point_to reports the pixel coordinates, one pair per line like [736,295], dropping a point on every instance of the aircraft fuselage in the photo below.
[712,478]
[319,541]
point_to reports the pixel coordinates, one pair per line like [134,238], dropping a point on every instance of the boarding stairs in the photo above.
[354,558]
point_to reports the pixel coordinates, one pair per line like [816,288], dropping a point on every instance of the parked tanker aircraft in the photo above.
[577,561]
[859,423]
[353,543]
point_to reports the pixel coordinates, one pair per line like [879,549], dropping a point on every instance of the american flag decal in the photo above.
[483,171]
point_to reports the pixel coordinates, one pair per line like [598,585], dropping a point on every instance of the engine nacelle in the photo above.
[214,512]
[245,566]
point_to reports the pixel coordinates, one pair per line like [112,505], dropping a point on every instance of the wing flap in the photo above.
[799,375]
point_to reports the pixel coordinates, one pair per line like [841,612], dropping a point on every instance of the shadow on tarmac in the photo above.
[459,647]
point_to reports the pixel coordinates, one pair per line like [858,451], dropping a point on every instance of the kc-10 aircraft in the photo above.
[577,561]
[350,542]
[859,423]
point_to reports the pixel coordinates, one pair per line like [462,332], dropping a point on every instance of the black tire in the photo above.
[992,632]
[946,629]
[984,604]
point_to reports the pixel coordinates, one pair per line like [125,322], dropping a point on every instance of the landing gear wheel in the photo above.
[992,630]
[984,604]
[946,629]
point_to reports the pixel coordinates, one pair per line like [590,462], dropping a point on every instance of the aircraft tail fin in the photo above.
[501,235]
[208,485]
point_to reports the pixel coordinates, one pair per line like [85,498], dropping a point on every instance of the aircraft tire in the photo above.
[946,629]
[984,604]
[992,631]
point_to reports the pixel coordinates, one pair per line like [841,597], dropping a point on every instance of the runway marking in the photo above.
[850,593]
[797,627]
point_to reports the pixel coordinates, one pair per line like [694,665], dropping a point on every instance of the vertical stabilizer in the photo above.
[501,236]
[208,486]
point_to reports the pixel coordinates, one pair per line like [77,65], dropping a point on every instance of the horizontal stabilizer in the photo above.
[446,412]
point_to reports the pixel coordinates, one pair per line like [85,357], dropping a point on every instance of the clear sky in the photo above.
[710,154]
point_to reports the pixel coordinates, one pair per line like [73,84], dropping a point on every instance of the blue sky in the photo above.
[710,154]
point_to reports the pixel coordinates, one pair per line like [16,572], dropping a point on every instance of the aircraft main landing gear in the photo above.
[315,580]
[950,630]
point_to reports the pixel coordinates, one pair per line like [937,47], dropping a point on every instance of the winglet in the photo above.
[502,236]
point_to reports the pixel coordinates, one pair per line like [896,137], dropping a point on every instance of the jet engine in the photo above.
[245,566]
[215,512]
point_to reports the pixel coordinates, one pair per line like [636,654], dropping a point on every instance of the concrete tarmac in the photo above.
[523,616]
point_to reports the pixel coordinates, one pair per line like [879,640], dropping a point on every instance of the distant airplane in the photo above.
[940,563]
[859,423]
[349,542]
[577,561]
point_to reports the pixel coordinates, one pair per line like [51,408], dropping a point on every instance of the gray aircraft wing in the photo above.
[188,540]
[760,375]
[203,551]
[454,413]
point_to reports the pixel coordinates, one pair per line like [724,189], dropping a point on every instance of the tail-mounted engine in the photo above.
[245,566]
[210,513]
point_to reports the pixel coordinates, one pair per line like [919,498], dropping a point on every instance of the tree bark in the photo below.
▬▬▬▬▬▬▬▬▬▬
• **Problem to work on**
Whatever the number of entries above, each one is to be copied exactly.

• **Reply**
point_to reports the pixel coordinates, one pair per line like [736,295], dropping a point on every instance of the aircraft fuselage in the photo below.
[712,478]
[319,541]
point_to reports the pixel coordinates, one pair per line like [134,238], dropping a point on every instance of the boarding stairs in the photo above.
[354,558]
point_to reports the pixel coordinates, one pair per line like [816,288], dropping a point on every instance of the parked tanker aircraft in the photo above.
[577,561]
[859,423]
[353,543]
point_to reports the pixel coordinates, one pair per line like [879,549], dropping a point on every instance of the american flag decal in the photo above.
[483,171]
point_to reports the pixel coordinates, one pair per line like [598,585], dropping a point on every instance of the engine nacelle in the photo above.
[214,512]
[245,566]
point_to reports the pixel coordinates, one pair per line like [112,505], dropping a point on every instance of the wing flap in the photo above.
[799,375]
point_to reports the pixel coordinates, one pair per line like [841,612], dropping a point on every instance of the shadow on tarmac in the photo above.
[459,647]
point_to reports the pixel coordinates, one pair per line like [858,451], dropping a point on every instance of the kc-10 aircraft in the photo above.
[577,561]
[350,542]
[859,423]
point_to reports the pixel coordinates, one pair per line like [462,332], dropping a point on every instance of the black tire in the photo above.
[992,632]
[946,629]
[984,604]
point_to reports the pixel coordinates, one pair per line like [125,322], dropping a point on every instance of the landing gear wheel in the photo above.
[992,630]
[984,604]
[946,629]
point_to reports the pixel coordinates, one pair per line like [590,462], dropping a point on every instance of the aircraft tail fin in the photo above.
[501,235]
[208,485]
point_to reports the pixel coordinates, one pair per line like [85,498], dropping a point on every instance of the aircraft tire in the photo above.
[946,629]
[984,604]
[992,631]
point_to reports the pixel coordinates, one pair per line like [841,597], dropping a point on every instance of the runway marking in the photo above.
[850,593]
[797,627]
point_to reports the pixel coordinates, one pair per line like [694,665], dropping a point on every instance of the vertical stabilizer in the photo above.
[501,236]
[208,486]
point_to reports the pixel coordinates, one pair per line like [77,65], dropping a point on every instance of the horizontal stabilizer in the photo above.
[446,412]
point_to reports the pixel coordinates, one pair per line like [85,357], dropping a point on every instance of the clear sky in the photo above.
[710,154]
point_to reports the pixel coordinates, one pair per line like [73,84], dropping a point on every instance of the blue sky in the photo above.
[710,154]
point_to reports the pixel coordinates, one pair per line like [16,572], dropping a point on every instance of the aircraft main landing gear in the photo above.
[315,580]
[950,630]
point_to reports the pixel coordinates, one pair per line like [937,47], dropping a point on every instance of the winglet in the photo above.
[502,236]
point_to reports the pixel coordinates, one pair per line like [896,137], dropping a point on every instance of the jet engine in the photo above.
[245,566]
[215,512]
point_to reports the pixel coordinates, one pair per line like [636,654], dropping a point on every instance of the concrete tarmac in the photo above.
[523,616]
point_to reports the pixel coordinates, one pair per line like [879,640], dropping a point on every instance of the distant airplane in the photo above.
[940,563]
[859,423]
[349,542]
[577,561]
point_to reports the pixel coordinates, one pair per line like [51,408], dropping a point on every instance of the gray aircraft wing in the photo above.
[188,540]
[760,375]
[203,551]
[454,413]
point_to reports the pixel coordinates, one pair per line like [724,189], dropping a point on every instance of the tail-mounted engine in the photo above.
[245,566]
[210,513]
point_to reports the pixel coordinates, one pair per line like [919,498], dropping a point on every instance of the tree bark in the photo below.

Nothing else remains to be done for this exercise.